■ REQUEST ■
Please count the lines in the material below that contain the string "silver", matching case exactly, and reply with only the number.

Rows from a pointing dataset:
○ ○ ○ ○ ○

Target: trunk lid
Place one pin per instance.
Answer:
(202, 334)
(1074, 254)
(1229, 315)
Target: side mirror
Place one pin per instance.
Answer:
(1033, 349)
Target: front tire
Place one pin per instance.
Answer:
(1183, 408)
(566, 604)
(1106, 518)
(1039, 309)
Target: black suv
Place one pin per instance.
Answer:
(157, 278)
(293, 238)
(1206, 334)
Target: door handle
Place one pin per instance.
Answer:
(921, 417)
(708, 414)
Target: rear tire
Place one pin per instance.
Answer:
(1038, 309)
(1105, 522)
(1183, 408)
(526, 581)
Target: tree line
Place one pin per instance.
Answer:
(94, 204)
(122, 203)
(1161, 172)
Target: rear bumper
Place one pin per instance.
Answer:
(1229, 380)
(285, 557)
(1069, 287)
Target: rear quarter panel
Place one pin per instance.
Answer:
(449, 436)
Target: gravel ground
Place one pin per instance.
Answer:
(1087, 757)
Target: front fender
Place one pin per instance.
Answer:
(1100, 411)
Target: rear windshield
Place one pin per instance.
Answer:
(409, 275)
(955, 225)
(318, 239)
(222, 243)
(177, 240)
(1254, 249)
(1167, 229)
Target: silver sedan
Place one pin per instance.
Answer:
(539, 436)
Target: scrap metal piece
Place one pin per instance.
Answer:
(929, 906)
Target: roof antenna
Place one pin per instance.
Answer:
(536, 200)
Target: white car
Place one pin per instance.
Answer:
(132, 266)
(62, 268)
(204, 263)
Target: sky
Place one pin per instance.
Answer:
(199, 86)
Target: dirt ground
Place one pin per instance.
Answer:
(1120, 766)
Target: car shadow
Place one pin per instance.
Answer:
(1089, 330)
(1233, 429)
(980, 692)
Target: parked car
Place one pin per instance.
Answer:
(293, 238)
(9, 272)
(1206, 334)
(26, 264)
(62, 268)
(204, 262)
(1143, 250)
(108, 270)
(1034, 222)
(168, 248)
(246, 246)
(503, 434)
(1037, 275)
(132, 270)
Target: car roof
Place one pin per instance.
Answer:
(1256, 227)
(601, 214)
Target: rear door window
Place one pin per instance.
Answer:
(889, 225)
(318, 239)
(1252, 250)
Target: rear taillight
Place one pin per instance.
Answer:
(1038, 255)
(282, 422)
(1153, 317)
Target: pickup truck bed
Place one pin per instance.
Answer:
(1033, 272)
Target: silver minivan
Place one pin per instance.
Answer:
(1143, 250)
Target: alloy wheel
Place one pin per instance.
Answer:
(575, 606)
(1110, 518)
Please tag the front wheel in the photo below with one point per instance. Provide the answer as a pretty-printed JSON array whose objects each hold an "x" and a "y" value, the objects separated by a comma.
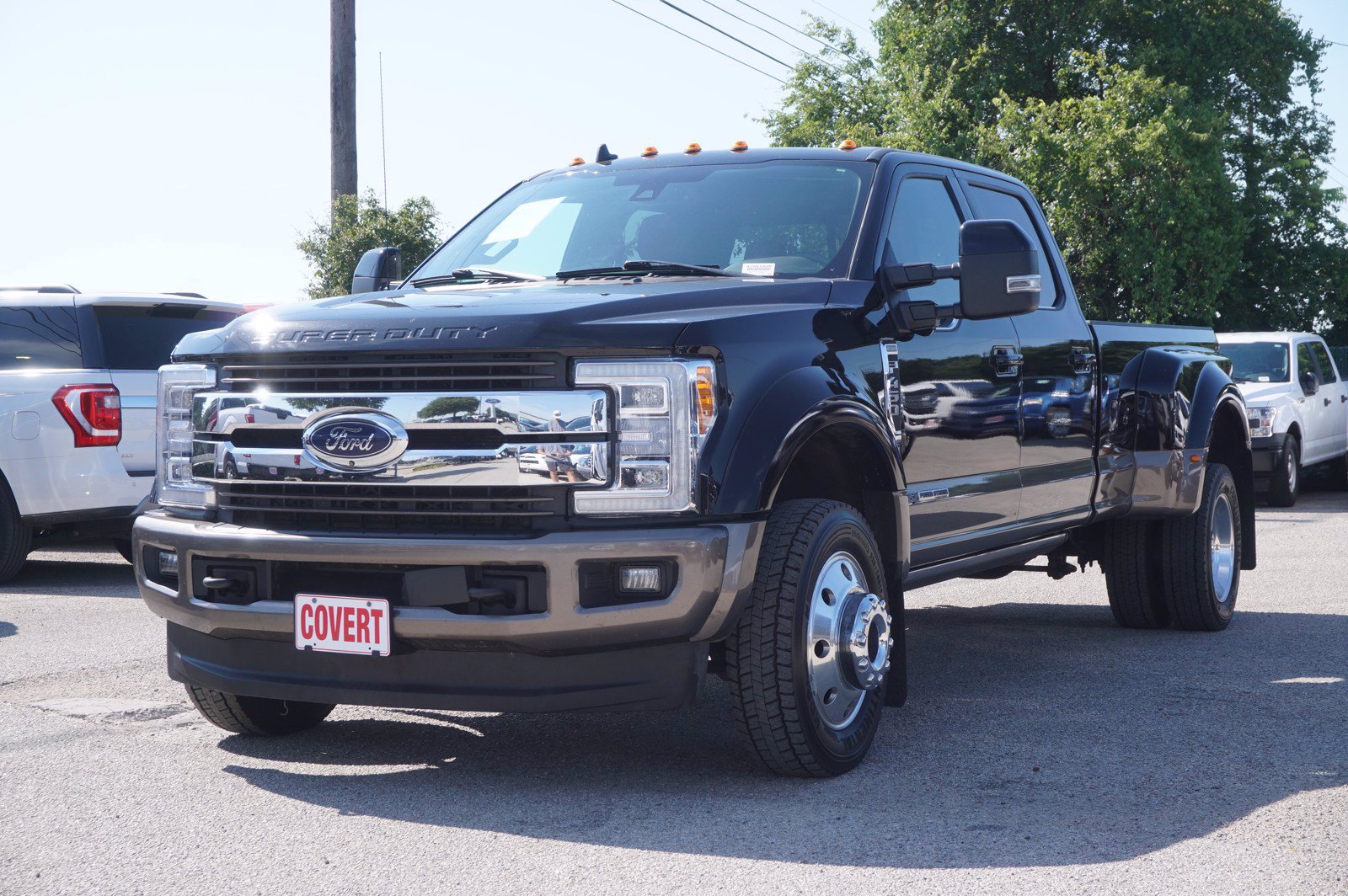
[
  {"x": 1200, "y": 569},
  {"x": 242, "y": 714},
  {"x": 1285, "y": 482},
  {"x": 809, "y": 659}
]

○ ○ ○ ○ ○

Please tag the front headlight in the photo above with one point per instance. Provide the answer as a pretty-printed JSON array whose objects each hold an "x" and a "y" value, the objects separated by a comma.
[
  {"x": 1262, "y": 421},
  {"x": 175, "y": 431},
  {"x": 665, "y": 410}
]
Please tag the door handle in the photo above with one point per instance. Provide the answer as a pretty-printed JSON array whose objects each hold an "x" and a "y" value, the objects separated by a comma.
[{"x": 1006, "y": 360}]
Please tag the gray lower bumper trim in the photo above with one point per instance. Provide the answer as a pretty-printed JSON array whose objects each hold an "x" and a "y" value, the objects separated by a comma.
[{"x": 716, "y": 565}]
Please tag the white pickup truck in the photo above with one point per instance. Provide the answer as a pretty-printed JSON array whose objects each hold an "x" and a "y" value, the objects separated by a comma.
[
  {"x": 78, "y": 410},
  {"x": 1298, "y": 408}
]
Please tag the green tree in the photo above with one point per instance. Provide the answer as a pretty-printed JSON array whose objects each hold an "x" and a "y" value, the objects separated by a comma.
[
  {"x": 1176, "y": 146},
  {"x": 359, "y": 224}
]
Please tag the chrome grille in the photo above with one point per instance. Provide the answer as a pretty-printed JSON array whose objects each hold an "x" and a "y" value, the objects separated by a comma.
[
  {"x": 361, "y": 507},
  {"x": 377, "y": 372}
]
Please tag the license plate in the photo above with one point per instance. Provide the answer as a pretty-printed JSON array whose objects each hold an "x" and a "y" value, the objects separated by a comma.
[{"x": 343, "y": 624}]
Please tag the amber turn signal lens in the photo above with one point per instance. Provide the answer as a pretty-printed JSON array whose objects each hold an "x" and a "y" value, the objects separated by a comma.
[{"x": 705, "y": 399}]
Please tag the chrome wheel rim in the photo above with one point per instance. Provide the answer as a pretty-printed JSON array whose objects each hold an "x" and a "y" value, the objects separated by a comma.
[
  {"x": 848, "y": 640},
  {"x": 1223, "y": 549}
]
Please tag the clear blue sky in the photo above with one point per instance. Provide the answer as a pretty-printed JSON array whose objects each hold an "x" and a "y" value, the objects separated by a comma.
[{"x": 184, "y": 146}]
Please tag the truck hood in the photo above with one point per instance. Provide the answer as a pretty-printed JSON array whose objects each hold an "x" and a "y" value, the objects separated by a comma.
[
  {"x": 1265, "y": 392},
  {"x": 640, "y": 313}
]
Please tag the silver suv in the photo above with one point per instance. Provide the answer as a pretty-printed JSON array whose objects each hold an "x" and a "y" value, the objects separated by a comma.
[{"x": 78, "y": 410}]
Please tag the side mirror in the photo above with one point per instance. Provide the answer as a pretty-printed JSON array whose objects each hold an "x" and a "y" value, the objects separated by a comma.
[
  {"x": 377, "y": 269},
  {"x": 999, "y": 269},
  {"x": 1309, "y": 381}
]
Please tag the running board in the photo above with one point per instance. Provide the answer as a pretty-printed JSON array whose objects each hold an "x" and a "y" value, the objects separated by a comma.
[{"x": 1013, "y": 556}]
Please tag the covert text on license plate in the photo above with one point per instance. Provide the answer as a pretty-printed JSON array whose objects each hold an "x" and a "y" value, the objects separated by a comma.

○ ○ ○ ○ ○

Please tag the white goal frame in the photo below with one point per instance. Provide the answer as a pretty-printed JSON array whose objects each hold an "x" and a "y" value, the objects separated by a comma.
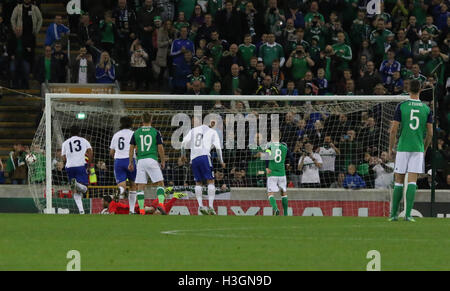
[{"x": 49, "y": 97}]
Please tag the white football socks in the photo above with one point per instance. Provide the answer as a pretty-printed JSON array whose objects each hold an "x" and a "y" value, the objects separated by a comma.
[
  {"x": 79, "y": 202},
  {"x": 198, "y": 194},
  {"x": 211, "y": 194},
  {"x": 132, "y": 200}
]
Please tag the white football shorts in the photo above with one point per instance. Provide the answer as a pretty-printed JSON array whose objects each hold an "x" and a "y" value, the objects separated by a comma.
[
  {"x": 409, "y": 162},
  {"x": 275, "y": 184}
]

○ ○ ○ ○ ○

■ RESPONSE TO THIS TASK ■
3